■ What is required ■
Please rewrite the data between the lines holding "In the above screenshot, locate the large" and "300, 377, 391]]", inclusive, substituting "image" for "screenshot" and leaving everything else unchanged.

(Box-labeled dataset extracts)
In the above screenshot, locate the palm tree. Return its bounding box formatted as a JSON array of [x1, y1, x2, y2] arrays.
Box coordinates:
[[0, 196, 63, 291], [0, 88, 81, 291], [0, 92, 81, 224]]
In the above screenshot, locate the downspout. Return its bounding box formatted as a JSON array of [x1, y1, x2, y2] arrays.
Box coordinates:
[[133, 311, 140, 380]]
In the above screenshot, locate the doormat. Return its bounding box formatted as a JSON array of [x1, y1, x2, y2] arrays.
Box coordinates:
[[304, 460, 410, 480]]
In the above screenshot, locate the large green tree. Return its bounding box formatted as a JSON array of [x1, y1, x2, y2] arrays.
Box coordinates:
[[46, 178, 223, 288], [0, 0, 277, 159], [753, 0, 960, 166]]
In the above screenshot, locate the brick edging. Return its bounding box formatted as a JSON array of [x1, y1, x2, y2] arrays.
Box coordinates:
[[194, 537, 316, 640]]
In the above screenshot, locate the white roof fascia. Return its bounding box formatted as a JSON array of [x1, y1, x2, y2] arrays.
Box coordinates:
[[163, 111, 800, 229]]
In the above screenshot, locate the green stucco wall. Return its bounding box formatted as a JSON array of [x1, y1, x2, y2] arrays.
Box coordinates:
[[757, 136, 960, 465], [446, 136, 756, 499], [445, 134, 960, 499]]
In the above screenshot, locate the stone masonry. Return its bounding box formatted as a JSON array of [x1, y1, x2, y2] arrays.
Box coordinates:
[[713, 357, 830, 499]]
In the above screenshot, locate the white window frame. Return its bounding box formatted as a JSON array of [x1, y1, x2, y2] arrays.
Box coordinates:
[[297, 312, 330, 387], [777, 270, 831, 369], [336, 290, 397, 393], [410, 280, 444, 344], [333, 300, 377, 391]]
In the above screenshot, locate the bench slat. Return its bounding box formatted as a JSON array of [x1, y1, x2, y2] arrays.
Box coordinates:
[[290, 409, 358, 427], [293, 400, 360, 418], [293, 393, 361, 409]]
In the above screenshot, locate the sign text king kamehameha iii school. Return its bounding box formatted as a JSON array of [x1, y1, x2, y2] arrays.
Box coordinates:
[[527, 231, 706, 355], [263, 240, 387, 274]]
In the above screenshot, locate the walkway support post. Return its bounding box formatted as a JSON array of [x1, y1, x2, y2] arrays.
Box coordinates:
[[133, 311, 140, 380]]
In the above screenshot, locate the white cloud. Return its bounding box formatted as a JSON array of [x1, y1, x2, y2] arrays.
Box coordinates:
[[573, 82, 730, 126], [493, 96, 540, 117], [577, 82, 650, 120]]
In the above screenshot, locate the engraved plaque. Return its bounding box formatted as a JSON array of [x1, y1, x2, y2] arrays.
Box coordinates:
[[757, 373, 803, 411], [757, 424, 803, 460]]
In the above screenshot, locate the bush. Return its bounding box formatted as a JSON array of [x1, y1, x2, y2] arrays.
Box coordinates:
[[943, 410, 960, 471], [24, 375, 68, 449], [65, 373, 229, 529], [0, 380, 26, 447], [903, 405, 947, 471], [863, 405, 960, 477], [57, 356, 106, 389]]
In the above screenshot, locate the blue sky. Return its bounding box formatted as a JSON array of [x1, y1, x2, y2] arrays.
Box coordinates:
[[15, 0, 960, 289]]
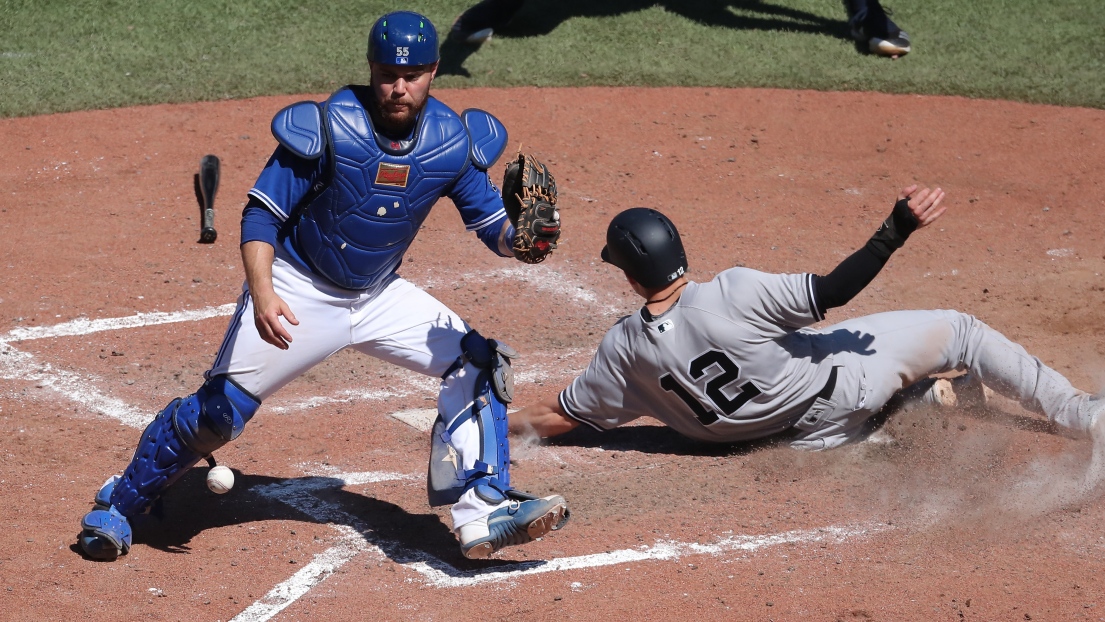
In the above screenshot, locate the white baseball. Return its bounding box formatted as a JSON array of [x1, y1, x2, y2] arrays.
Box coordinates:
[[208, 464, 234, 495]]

■ Answer to the problem ■
In the above image, locate the large green tree. Return its bounding box formatted as a JSON array of [x1, y1, x2, y2] arrays.
Box coordinates:
[[46, 178, 223, 288], [0, 0, 277, 159], [753, 0, 960, 166]]
In the above image, locate the brick edging. Return its bounding box formatted as a JSON array of [x1, y1, x2, y2] arrays.
Box coordinates:
[[194, 537, 316, 640]]
In the above image, locate the white roof fascia. Return its bounding box formatted as a JSON array of [x1, y1, x2, y2] arrays.
Box coordinates:
[[163, 111, 800, 229]]
In the above image, locate the green stucco wall. Return its bounding box formatted as a JSON array of [x1, y1, x2, y2] arrays.
Box coordinates:
[[757, 136, 960, 465], [446, 136, 756, 499], [445, 134, 960, 499]]
In the above image, locate the stone masonry. Return its bounding box formatted as a JSON array of [x1, y1, x2, y2] arrays.
Box coordinates:
[[713, 357, 830, 499]]
In the above image, locate the white window frame. Return its bounding box formatted as a JSON array of [x1, y1, x2, y2] arrays.
Box coordinates:
[[297, 312, 330, 387], [777, 270, 831, 369], [336, 290, 397, 393], [410, 280, 444, 344], [333, 300, 377, 391]]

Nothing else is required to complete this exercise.